(EXTRACTED MATERIAL begins)

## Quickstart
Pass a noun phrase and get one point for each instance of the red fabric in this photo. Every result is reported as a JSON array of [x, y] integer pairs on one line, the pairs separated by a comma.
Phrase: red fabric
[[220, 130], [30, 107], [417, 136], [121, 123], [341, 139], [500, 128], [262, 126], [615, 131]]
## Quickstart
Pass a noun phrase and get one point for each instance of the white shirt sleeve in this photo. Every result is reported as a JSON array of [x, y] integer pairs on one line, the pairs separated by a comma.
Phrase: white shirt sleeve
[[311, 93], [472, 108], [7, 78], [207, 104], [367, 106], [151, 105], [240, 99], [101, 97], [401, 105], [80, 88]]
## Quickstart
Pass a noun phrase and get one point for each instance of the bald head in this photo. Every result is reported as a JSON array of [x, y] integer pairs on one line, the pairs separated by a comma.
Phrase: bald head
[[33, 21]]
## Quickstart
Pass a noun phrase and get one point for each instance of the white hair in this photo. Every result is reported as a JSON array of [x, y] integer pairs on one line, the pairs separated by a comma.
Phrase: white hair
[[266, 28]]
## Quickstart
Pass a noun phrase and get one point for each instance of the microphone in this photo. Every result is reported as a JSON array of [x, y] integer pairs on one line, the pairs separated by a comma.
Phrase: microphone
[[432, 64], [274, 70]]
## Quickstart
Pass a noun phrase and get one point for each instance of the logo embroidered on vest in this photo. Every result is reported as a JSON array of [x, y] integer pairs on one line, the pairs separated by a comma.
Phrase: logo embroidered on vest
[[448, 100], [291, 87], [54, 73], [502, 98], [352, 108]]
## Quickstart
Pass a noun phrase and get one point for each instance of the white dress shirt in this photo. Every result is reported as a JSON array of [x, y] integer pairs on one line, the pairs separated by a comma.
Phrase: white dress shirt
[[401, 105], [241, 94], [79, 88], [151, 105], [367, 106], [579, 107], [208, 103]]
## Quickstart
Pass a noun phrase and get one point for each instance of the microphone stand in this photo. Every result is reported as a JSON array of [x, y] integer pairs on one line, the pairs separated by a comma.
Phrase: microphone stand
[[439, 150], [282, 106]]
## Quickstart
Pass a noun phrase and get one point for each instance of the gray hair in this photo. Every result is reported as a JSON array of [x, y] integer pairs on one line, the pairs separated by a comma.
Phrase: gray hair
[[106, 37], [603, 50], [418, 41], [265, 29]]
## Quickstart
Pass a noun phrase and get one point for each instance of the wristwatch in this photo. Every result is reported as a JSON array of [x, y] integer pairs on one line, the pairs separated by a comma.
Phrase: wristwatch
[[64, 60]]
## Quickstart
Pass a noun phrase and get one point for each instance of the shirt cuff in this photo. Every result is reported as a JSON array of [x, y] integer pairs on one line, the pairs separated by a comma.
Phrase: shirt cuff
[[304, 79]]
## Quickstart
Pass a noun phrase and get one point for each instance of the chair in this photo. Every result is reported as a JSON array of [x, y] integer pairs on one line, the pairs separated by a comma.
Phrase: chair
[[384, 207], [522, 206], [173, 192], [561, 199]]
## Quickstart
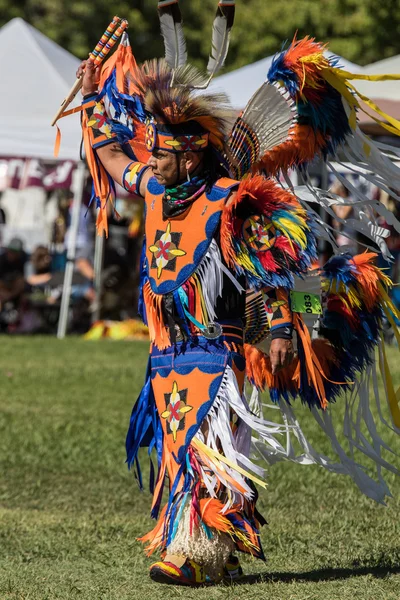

(EXTRACTED MATERIAL ends)

WORK TO COMPLETE: What is needed is an exact copy of all the data, with no images in it.

RESPONSE:
## Quickstart
Pass a noun phrase and get one point for each instance of the red fabric in this photo. Every result is reported as a JSON array of [x, y] integer pairs on one line, the pairs separated by a comma.
Phrase: red fabric
[[220, 130], [30, 107], [417, 136], [121, 123], [341, 139], [500, 128], [262, 126], [615, 131]]
## Quickstart
Pass a noun phrase and get one point for each instance of the white shirt sleeve in this photo. Every result is reported as a JSON array of [x, y] integer pairs on one line, the pairs separated by a comma.
Phrase: white shirt sleeve
[[311, 93], [472, 108], [7, 78], [207, 104], [367, 106], [151, 105], [240, 99], [101, 97], [401, 105], [80, 88]]
## Quickstart
Pass a noun phrase and get one point for each instance of the bald head in this photo. Every result is reported as a JSON array of [x, y] integer pairs on one line, the pairs separated by a comma.
Phrase: bald head
[[33, 21]]
## Quickstart
Pass a noun phrase and get one point for each instance of the white hair in this photo. Every result is reported as a JSON array of [x, y] integer pairs on one line, the pairs separated by a comma.
Phrase: white hair
[[266, 28]]
## Quickstart
Pass a noun phrase and get one point for each instance of the microphone in this photo. Every result is reported as a JSON array of [x, y] integer pairs on one line, the pairs separated by a comma.
Phrase: microphone
[[432, 64], [274, 70]]
## Quickstart
Pass a noun phrase and get one point for each instance of the logo embroidered on vest in this photo. Every result is reported as a JSON array of [x, y] integer pairs on one line, the pairs separated by a comma.
Phrase: logo embroidered on vest
[[448, 100], [291, 87], [54, 73], [502, 98], [352, 108]]
## Quickstart
Pass a noun phrase and get one point for each instance of the white dress shirt in this photo. Every result is reported as a JSON array of [x, y] integer pairs on one line, the pairs separated by a comma.
Phrase: white dress shirt
[[401, 105], [241, 94], [79, 88], [151, 105], [367, 106], [579, 107], [208, 103]]
## Quickstart
Pass a noun phrase and get one point for each instance of the microphone stand in this photo. Every result is reported as a JSON array of [x, y] integer pairs on one line, the pairs separated by a comma.
Phrase: microphone stand
[[439, 150], [282, 106]]
## Quickstart
Pass a noun phrase and get one point for each instance of the gray hair in this photo. Every result is reported as a JSON array of [x, y] integer pairs on one line, the pairs separated by a comma.
Phrase: gray hair
[[106, 37], [603, 50], [418, 41], [265, 29]]
## Quickstart
Pass a noun phrase and get one point for each instance of the wristwatch in this photo. Every result is reported as a JSON array of [x, y] integer pairs on one line, the pairs separated by a comma.
Phrase: wristwatch
[[64, 60]]
## Quickstart
Pass a noun phrase and get one point for each instance of the shirt cuff in this photo. Every result is reported as a JSON array of [x, y] integer pairs on one line, the pairs separated by a comma.
Phrase: shirt cuff
[[304, 79]]
## Quickstart
Pass a noun phrase and get one point for each instance of the chair in this photo. Every result is reported as a JSON array of [x, y] integer pairs on one line, the pairs separated by a comma.
Phrase: chair
[[384, 207], [522, 206], [173, 192], [561, 199]]
## Quickstart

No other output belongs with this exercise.